**Tasks to perform**
• a. Reproduce everything in the passage on vital signs from "Why are temperature, pulse, respirations, and" down to "similar predictive strength.".
• b. Resume the passage on vital signs after its last sentence and keep writing it.

**Source document**
________________________________________

The vital signs, temperature, pulse, respirations, and blood pressure (BP), are discussed in the first part of this chapter. We discuss measures of body size (height, weight, and body mass index) in the second and pain assessment in the final part of the chapter. The former have direct bearing on health risk assessment, and the latter is essential in the initial evaluation and ongoing management of patients with acute or chronic illness or injury.
Why are temperature, pulse, respirations, and BP called vital signs? These are the signs of life (L. vitalis, from vita: life); their presence confirms life and their absence confirms death. More usefully, the amount of deviation from normal is correlated, for each parameter and especially in combination, with the magnitude of threat to life. Since ancient times, practitioners have used the skin temperature, the pulse, and the respirations as prognostic signs. More recently, the BP has been found to have similar predictive strength.
These signs have played a major role in the history of medicine. In the nineteenth century, entire texts were written on the interpretation of pulse, fever, and respiratory patterns. With the advent of modern diagnostic methods, it is now apparent that most of these signs are of insufficient specificity to be of much utility in establishing a specific diagnosis. On the other hand, they are sensitive indicators of the presence of disease and are useful in generation of pathophysiologic hypotheses and differential diagnosis. They remain strongly correlated with severity of illness and outcome.

________________________________________

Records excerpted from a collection
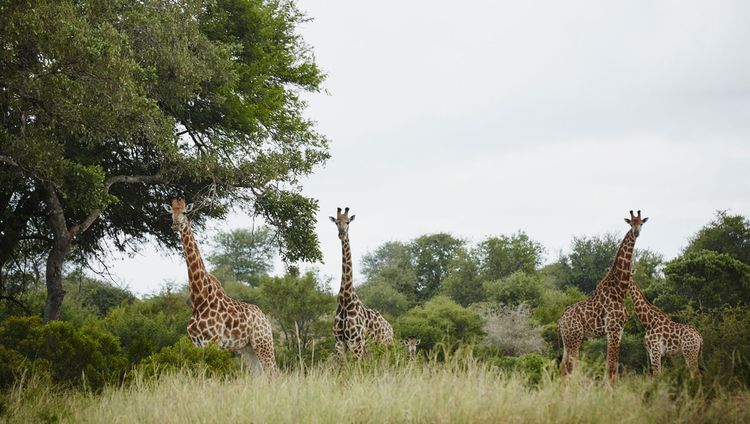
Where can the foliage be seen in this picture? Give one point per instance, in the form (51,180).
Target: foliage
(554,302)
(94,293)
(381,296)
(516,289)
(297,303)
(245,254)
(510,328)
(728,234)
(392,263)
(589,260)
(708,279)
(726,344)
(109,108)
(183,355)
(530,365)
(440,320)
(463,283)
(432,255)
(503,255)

________________________________________

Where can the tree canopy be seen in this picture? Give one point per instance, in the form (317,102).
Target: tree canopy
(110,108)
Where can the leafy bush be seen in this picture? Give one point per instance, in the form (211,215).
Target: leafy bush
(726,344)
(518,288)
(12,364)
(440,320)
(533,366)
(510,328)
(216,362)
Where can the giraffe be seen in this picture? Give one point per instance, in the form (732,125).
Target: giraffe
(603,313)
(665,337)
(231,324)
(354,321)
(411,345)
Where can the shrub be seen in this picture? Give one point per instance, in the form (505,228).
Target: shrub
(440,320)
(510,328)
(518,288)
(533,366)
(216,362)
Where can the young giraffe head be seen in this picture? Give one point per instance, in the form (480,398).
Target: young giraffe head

________________________________________

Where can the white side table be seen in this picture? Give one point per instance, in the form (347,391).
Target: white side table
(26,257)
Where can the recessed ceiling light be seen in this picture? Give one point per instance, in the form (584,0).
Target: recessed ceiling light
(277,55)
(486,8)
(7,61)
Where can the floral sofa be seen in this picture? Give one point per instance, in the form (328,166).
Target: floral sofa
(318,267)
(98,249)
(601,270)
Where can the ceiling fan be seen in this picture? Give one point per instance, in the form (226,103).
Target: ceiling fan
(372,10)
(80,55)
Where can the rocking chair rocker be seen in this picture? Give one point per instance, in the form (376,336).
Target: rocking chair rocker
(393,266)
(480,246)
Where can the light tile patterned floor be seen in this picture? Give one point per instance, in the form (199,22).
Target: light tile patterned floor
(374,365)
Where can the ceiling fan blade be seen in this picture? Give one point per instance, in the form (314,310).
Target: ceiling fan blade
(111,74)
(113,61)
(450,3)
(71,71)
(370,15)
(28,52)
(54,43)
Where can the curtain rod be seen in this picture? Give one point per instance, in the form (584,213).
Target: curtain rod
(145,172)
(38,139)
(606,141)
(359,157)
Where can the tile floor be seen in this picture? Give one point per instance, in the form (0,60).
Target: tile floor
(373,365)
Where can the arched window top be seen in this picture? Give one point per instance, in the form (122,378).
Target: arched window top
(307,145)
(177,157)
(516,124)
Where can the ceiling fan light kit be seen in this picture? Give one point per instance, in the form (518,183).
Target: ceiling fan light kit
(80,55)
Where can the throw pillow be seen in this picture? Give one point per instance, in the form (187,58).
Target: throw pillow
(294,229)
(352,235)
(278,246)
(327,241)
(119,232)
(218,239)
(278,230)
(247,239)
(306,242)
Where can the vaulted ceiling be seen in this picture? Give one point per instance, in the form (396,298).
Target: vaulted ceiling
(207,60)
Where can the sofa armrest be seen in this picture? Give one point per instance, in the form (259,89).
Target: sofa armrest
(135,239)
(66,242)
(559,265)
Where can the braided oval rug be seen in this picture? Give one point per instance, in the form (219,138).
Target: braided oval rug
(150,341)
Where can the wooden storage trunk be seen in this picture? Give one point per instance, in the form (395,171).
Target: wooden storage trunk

________________________________________

**Numbered responses**
• a.
Why are temperature, pulse, respirations, and BP called vital signs? These are the signs of life (L. vitalis, from vita: life); their presence confirms life and their absence confirms death. More usefully, the amount of deviation from normal is correlated, for each parameter and especially in combination, with the magnitude of threat to life. Since ancient times, practitioners have used the skin temperature, the pulse, and the respirations as prognostic signs. More recently, the BP has been found to have similar predictive strength.

• b.
Internal body temperature is tightly regulated to maintain normal cellular function of vital organs, particularly the brain. Deviation of temperature by more than 4°C above or below normal can produce life-threatening cellular dysfunction. Regulation of internal temperature is controlled by the hypothalamus, which maintains a set point for temperature. The autonomic nervous system plays a key role in maintaining body temperature by regulating blood flow conducting heat from the internal organs to the skin and innervating sweat glands. Increasing flow and dilating cutaneous capillaries radiates heat away by conductive loss while production of sweat increases evaporative heat loss. Behavioral adaptations are also important; in hot conditions, people become less active and seek shade or a cooler environment when they are able. Decreased body temperature is opposed by increased heat generation in muscles by shivering and by behavioral adaptations such as putting on clothes and seeking warmer environs. Deviations of body temperature indicate changes in the set point, increased heat production, decreased heat dissipation, failure of regulatory systems, or any combination of those.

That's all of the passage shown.